DO THIS:
Emit the data below verbatim, stripping out any pictures.

-- begin EXTRACTED MATERIAL --

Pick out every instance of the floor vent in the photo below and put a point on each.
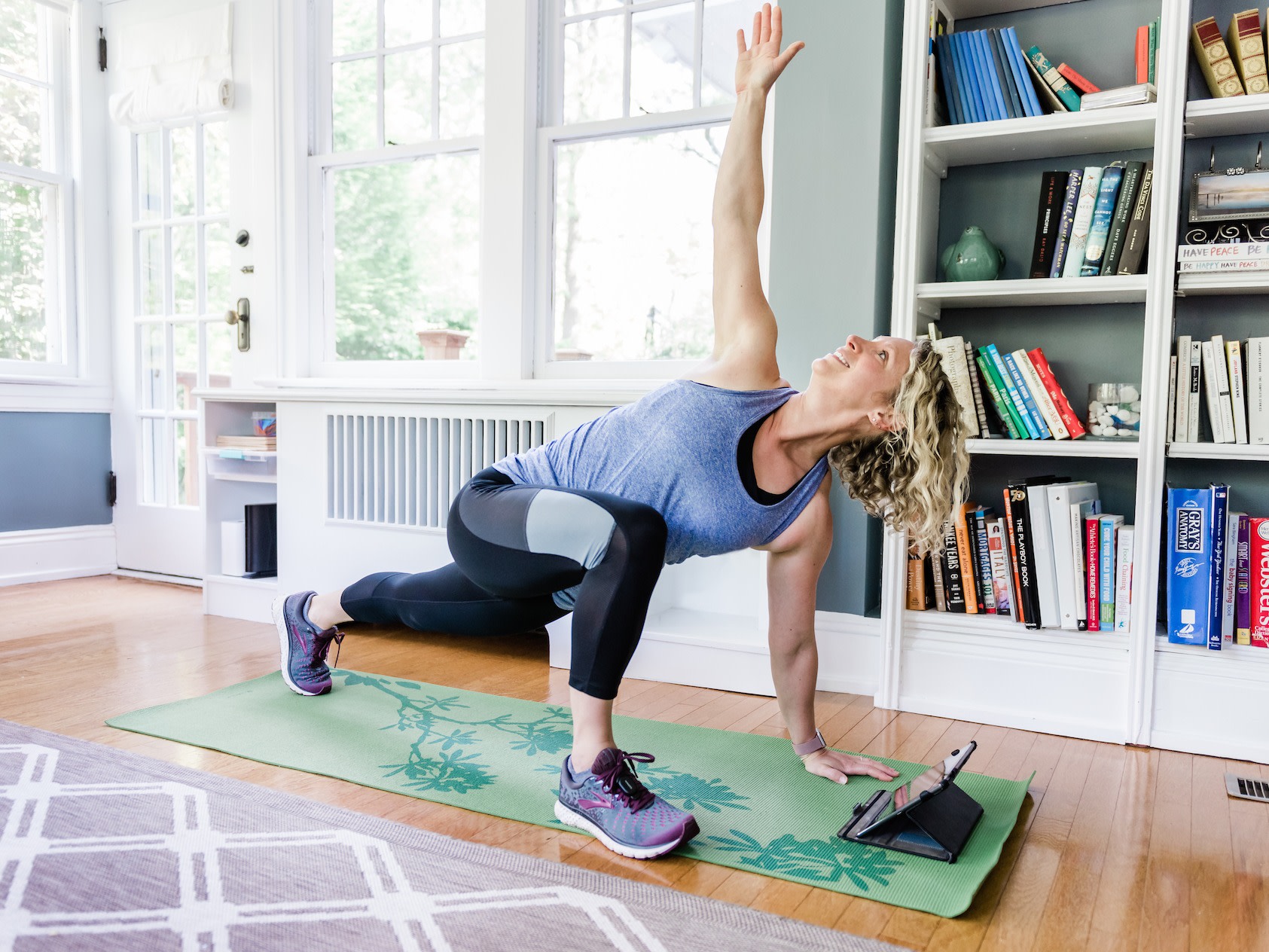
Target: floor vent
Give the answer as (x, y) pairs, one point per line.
(407, 470)
(1246, 787)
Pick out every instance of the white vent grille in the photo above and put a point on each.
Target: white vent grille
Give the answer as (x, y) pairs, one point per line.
(407, 470)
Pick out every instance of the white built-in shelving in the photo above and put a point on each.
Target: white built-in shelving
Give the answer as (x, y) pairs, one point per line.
(1124, 685)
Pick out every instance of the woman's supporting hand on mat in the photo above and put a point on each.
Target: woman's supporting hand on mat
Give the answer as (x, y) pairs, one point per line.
(835, 766)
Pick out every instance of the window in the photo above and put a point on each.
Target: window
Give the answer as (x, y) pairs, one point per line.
(637, 118)
(36, 267)
(400, 126)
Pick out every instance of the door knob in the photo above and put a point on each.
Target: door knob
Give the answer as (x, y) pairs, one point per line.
(243, 319)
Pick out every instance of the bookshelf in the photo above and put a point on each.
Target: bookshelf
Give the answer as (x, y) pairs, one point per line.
(1122, 687)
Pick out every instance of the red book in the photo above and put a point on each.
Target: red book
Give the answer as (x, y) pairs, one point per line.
(1055, 391)
(1142, 53)
(1091, 546)
(1261, 583)
(1076, 81)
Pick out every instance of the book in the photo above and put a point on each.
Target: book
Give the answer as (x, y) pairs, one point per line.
(1237, 389)
(1047, 220)
(1243, 583)
(1061, 88)
(1189, 565)
(1084, 209)
(1258, 621)
(1128, 189)
(1070, 581)
(1258, 390)
(1075, 79)
(1100, 231)
(1048, 380)
(1065, 221)
(1020, 72)
(1139, 226)
(1124, 578)
(1108, 535)
(1213, 60)
(1246, 47)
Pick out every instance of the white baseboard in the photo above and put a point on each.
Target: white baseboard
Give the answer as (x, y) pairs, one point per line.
(47, 555)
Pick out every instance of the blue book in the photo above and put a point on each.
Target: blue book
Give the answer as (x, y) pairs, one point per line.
(987, 75)
(1220, 513)
(970, 96)
(1189, 565)
(1100, 231)
(950, 90)
(1014, 396)
(1066, 221)
(1108, 532)
(1022, 75)
(1028, 400)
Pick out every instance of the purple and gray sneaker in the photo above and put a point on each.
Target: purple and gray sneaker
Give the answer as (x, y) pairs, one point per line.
(611, 802)
(304, 646)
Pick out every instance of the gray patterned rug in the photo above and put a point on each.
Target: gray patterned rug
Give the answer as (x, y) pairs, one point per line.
(105, 851)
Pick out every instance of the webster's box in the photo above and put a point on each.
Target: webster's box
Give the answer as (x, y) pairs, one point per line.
(1189, 565)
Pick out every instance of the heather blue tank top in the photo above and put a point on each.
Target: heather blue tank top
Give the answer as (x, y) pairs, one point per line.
(676, 451)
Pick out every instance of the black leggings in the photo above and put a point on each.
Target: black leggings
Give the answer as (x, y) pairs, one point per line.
(526, 557)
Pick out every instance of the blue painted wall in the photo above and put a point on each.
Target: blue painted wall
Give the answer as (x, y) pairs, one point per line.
(833, 225)
(53, 470)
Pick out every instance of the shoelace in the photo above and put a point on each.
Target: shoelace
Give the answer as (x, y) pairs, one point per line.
(628, 789)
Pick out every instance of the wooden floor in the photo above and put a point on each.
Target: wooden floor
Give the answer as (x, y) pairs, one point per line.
(1115, 848)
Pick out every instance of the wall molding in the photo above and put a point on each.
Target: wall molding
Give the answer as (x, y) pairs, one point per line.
(46, 555)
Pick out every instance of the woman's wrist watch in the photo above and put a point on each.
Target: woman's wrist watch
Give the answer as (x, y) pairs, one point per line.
(810, 746)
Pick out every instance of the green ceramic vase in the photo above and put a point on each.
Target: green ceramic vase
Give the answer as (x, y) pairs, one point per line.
(972, 257)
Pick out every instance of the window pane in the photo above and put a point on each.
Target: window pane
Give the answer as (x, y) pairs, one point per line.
(148, 175)
(216, 168)
(722, 18)
(593, 55)
(661, 56)
(185, 177)
(462, 89)
(150, 270)
(354, 89)
(407, 22)
(20, 105)
(407, 96)
(459, 17)
(185, 355)
(185, 270)
(27, 296)
(354, 26)
(632, 264)
(153, 363)
(407, 255)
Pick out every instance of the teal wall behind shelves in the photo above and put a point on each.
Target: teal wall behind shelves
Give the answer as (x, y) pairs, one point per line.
(53, 470)
(833, 229)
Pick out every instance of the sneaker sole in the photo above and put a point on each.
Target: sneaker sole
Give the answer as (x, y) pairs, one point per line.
(279, 620)
(572, 818)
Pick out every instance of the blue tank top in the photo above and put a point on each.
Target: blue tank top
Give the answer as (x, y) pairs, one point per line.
(676, 451)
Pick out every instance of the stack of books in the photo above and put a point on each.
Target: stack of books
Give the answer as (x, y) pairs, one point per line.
(1217, 570)
(1026, 398)
(1237, 390)
(1232, 65)
(1052, 560)
(1093, 221)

-- end EXTRACTED MATERIAL --

OUTPUT OF THE EXERCISE:
Pick out every instance of the floor vent in the photo below and put a point on each.
Target: floor vent
Give the answer as (x, y) pairs, one point per line.
(407, 470)
(1246, 787)
Pick out every instance of the white vent grille in the photo above and put a point on each.
Target: white vent grille
Give the answer as (x, y) pairs, one point per line.
(407, 470)
Pick out every instance of the white built-in shelving in the photo above and put a point on each.
Target: white built-in shelving
Give the answer as (x, y) pairs, one point per line.
(1124, 685)
Pick out every instance of the woman's supporting hand on mat in the photo above and put a point on each.
Target: woman's supporting hand on mat
Give the answer as (x, y) pairs, one point per line.
(835, 766)
Pick out every instance of the window in the photo above and put a point on each.
Target: window
Give the answer as (x, y) pairs, one point per line.
(637, 118)
(36, 267)
(400, 126)
Pick out every instance of the door knob in the photo above and put a point on each.
Target: door knob
Give the answer as (x, y) pairs, one point per line.
(243, 319)
Pick out every instance of the bookshelf in the photo above and put a point on each.
Target: bookshelf
Give the answer as (x, y) pairs, one point per line.
(1122, 687)
Pick out every instance of the red book in the photo above and put a point on each.
Target: red book
Give the answer as (x, y) pairs, one point per line.
(1055, 391)
(1142, 53)
(1091, 546)
(1261, 583)
(1076, 81)
Pick out every instance of the book in the photo above and put a point on each.
Target: book
Give the answer as (x, y) pairs, one point per line.
(1237, 389)
(1047, 220)
(1243, 583)
(1061, 88)
(1189, 565)
(1084, 209)
(1258, 621)
(1128, 189)
(1070, 581)
(1258, 390)
(1075, 79)
(1100, 231)
(1048, 380)
(1065, 221)
(1020, 72)
(1139, 226)
(1124, 578)
(1108, 535)
(1213, 60)
(1246, 47)
Pick out every instance of the white baseboard in the photo above and put a point on each.
Target: white baseboard
Give the answer as (x, y) pairs, one point per line.
(47, 555)
Pick out every instance of the blue book in the photo above and put a point on each.
Target: blue book
Give the answer as (x, y) pairs, one point per line.
(987, 75)
(1220, 513)
(970, 96)
(1189, 565)
(1100, 231)
(950, 90)
(1014, 396)
(1066, 221)
(1108, 532)
(1022, 75)
(1028, 400)
Pick out every instance of the purple and gray sneaker in the photo above and put a point on each.
Target: purple and gray sneaker
Give the answer as (x, y) pairs, one point per line.
(611, 802)
(304, 646)
Pick out every instance of the gray patterned rug in the photo above and put a point on each.
Target: gray patterned rug
Give the answer as (x, y) pairs, one point per line.
(105, 851)
Pick out every instance of the webster's box in the photo above and put a point on each.
Target: webster's box
Give the answer as (x, y) pairs, one point per line.
(1189, 565)
Pick out every instance of the heather blue tank top in the photo above and put a point on each.
Target: heather blue tank top
Give the answer as (x, y) pairs, one point per line.
(676, 451)
Pick out every instance of the black leggings in the photo above and put a point on each.
Target: black leggings
Give the answer as (x, y) pairs, one point per line.
(526, 557)
Pick out every instance of the blue painted wall in the photo above and put a point on each.
Target: blue painted wall
Give the answer as (x, y) pairs, one point per line.
(833, 225)
(53, 470)
Pick out every instance of the shoelace in the photo above and put a point on each.
Target: shoelace
Give the answer as (x, y) pairs, one point per line.
(628, 789)
Pick out every instance of the wooden floor in the photo above and put a point on each.
Target: wooden floor
Give the answer as (x, y) pairs, one point per line.
(1115, 848)
Pick out every instance of the wall molding in the photo above and put a point on each.
Target: wall molding
Give the answer as (x, y) pairs, one point per line.
(46, 555)
Pick out every instance of the woman's wrist watch in the photo above and put a point on each.
Target: woman's wrist watch
Give the answer as (x, y) pairs, one point per line.
(810, 746)
Pick out every instance of the green ceramic vase in the photo above and put a point on each.
Target: green ceramic vase
Give the answer as (x, y) pairs, one point per line.
(972, 257)
Pick out every instance of the window pane in the photo above and put a point on each.
Target: window pane
Give the answer as (x, y) pairs, one point per line.
(148, 175)
(216, 168)
(722, 18)
(593, 55)
(661, 56)
(185, 177)
(462, 89)
(150, 270)
(354, 89)
(407, 22)
(20, 105)
(407, 96)
(459, 17)
(185, 355)
(185, 270)
(27, 296)
(354, 26)
(632, 264)
(153, 363)
(407, 255)
Pick out every instance of the teal wall behind shelves in the photo above and put a point on each.
Target: teal wall behind shelves
Give the answer as (x, y) pairs, one point per line.
(53, 470)
(833, 229)
Pick out every instance of the sneaker sole in the photo above and put a point on each.
Target: sneaker sole
Give the answer as (x, y) pairs, one point per line.
(279, 620)
(572, 818)
Pick out every instance of the blue tank top in the photo above and put a point on each.
Target: blue tank top
Give the answer as (x, y) pairs, one point per line.
(676, 451)
Pick out every instance of the stack of books in the photo above and put a point on each.
Target: stack of books
Give the answer as (x, y) pairs, one point per line.
(1217, 570)
(1026, 398)
(1237, 390)
(1232, 65)
(1052, 560)
(1093, 221)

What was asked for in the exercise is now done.